— start of SELECTION —
Photo by Stephanie Colgan
Seven ways to make the most of your wedding weekend
Mpls.St.Paul Magazine Weddings Fall/Winter 2009
By Elizabeth Millard
Cocktail parties with college friends, city tours on Segways, or an elegant dinner for parents. Weddings can be much more than one-night affairs for couples who want to spend some extra time with their guests. Here are a few memorable activities you can share with family, friends, and out-of-town guests to keep the festivities going all weekend long.
For their early August Wedding, Eden Prairie couple Seth Salenger and Ingrid Dodge have planned a Thursday-night dinner for parents and grandparents, a Friday-night rehearsal dinner, and a Saturday-morning wedding so they can hit the town with visiting friends Saturday night. They’ll likely head to favorite Minneapolis spots such as Chino Latino, Stella’s Fish Cafe, and Sneaky Pete’s. “We didn’t like the idea that our friends wouldn’t have anything to do after the wedding, and we really wanted to spend some time with them,” says Salenger. “Having a brunch-time wedding cut down on costs and will allow us that little extra event of going out with friends.” The current recession may prompt some couples to trim their guest lists and employ more cost-efficient strategies, but many brides and grooms say a full, memorable weekend is worth stretching the budget a bit. So, whether your wedding is an intimate family celebration or large bash, there are countless types of gatherings that help make the most of the big weekend. Here are a few ideas to consider:
Steppin' Out
Many couples like to have a chance to catch up with old friends attending their wedding—and show off the Twin Cities to visiting guests. An evening tour of Minneapolis hot spots such as Chambers, Aloft Minneapolis, or W Minneapolis—The Foshay keeps guests close to their accommodations if they’re staying in the city, says Amanda Lange, director of business development at Parasole, which owns Manny’s Steakhouse, Salut Bar Americain, and other dining favorites. “Even when you have a very formal wedding, you want an element of intimacy at some point during the weekend,” Lange says. “Many couples like to have that connection with a few close friends, as a way to relieve stress and just have fun.” Some restaurants, such as Mission American Kitchen, offer private rooms for wedding guests who want a more intimate setting. Mission’s ice rail at the bar is also a popular, distinctive choice for small groups, says Berta Herman, Mission’s front-of-the-house supervisor.
— end of SELECTION —
— start of INFORMATION GIVEN —
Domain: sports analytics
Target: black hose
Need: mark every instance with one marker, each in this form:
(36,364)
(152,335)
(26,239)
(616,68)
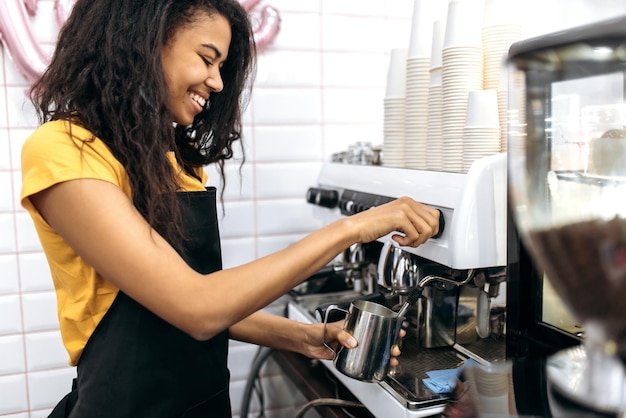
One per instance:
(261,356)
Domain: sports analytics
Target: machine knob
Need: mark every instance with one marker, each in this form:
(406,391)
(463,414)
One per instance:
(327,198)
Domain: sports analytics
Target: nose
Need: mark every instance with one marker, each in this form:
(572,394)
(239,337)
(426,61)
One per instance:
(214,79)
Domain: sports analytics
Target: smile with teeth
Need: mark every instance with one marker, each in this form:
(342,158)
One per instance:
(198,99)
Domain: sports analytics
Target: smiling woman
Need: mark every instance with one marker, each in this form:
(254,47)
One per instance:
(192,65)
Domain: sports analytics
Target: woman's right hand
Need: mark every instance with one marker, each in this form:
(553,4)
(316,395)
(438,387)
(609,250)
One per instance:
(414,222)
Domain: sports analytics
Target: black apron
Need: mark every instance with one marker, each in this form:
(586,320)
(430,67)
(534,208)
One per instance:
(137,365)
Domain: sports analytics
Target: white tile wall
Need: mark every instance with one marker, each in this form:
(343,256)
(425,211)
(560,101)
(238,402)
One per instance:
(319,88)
— end of INFORMATION GIVEN —
— start of INFORMATION GIVEN —
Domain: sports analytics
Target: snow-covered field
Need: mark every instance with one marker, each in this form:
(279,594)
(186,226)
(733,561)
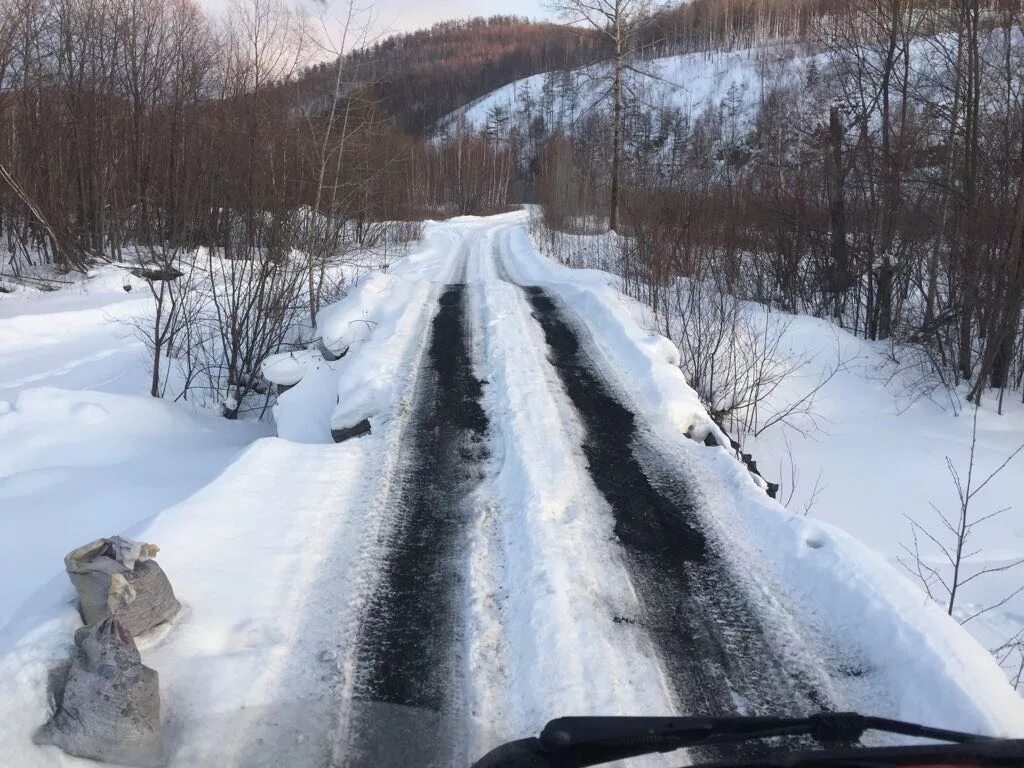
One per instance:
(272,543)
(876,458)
— end of INFORMATION GIVEN —
— start of INFORMATION GIVEN —
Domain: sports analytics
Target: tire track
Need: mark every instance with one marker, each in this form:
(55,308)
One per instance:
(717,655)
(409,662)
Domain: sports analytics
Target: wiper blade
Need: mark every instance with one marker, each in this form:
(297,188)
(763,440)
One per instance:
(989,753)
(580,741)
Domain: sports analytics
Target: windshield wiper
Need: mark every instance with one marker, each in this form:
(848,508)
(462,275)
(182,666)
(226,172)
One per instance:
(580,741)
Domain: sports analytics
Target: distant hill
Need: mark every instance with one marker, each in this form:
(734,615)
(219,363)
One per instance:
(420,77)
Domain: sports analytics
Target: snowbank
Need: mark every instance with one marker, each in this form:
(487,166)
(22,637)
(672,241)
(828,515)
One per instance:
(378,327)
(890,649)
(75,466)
— end of INFORMATION GIVEN —
_INSTRUCTION 1_
Can you reproduce the wedding article from the words "Photo by Stephanie" through "all weekend long.", with every "weekend" renamed "getaway"?
_INSTRUCTION 2_
What might come next in the wedding-weekend article, continuing from its final sentence?

_REPLY 1_
Photo by Stephanie Colgan
Seven ways to make the most of your wedding getaway
Mpls.St.Paul Magazine Weddings Fall/Winter 2009
By Elizabeth Millard
Cocktail parties with college friends, city tours on Segways, or an elegant dinner for parents. Weddings can be much more than one-night affairs for couples who want to spend some extra time with their guests. Here are a few memorable activities you can share with family, friends, and out-of-town guests to keep the festivities going all getaway long.

_REPLY 2_
Bridal Barbecue
A casuaul summer barbecue before or after the big day is another great way to let guests mingle in a carefree atmosphere. In fact, barbecues are smoking the Twin Cities wedding scene, says Maari Cedar James, general manager of Chowgirls Killer Catering. Some couples host a barbecue in lieu of a traditional rehearsal dinner, while others use it to kick off their wedding weekend. The Chowgirls often cater wedding-day events where guests swim or hike in the morning, then return to a creative brunch spread, James says. “Instead of spending all morning running around or having guests try to fill the time, this puts everyone in a relaxed mood for the ceremony,” she says.
Dress Rehearsal
The term groom's dinner may be falling by the wayside, but it’s still a good idea to focus on the guy, says Chris Schiltz, co-owner of Lake Elmo Inn Event Center. “Many times, the wedding day is about the bride, so this is a nice way to do something special for the groom,” Schiltz says. When choosing a venue, make sure it’s sized right, adds Jon Provenzano, manager at Chiang Mai Thai. The restaurant hosts numerous groom’s dinners, since its event room is perfect for a group of less than 50 and boasts a private bar and lounge. “The size is a big consideration, because you don’t want it to feel too crowded or too open,” Provenzano says. Another advantage of the Uptown spot is its buffet or family-style dining for events, where dishes must be passed, he says. “It encourages conversation, because they have to share everything. Once they do that, it’s like they’re one big group.”
Girls' Night Out
Brides always welcome the chance to connect with their girlfriends in the midst of the wedding whirlwind. Beyond showers and bachelorette parties, many women are falling for girls’ night out. Cooks of Crocus Hill attracts plenty of local brides, who invite their friends to the St. Paul or Edina shops for cooking classes and quality time right before the wedding. “It’s great to combine a get-together with an activity, because it entertains guests without one hostess having to do all the work,” says
Meet the Parents
Some couples parents and grandparents have had limited contact with each other, so organizing an event just for them is a nice touch. Opt for a hint of elegance, such as booking the private wine room and offering chef-selected dishes at Muffuletta, advises Parasole’s Lange. Parents love upscale dinners at W.A. Frost in St. Paul, and the fun vibe at Salut in Edina or St. Paul. Focus on your loved ones’ tastes, Lange says, and keep it simple.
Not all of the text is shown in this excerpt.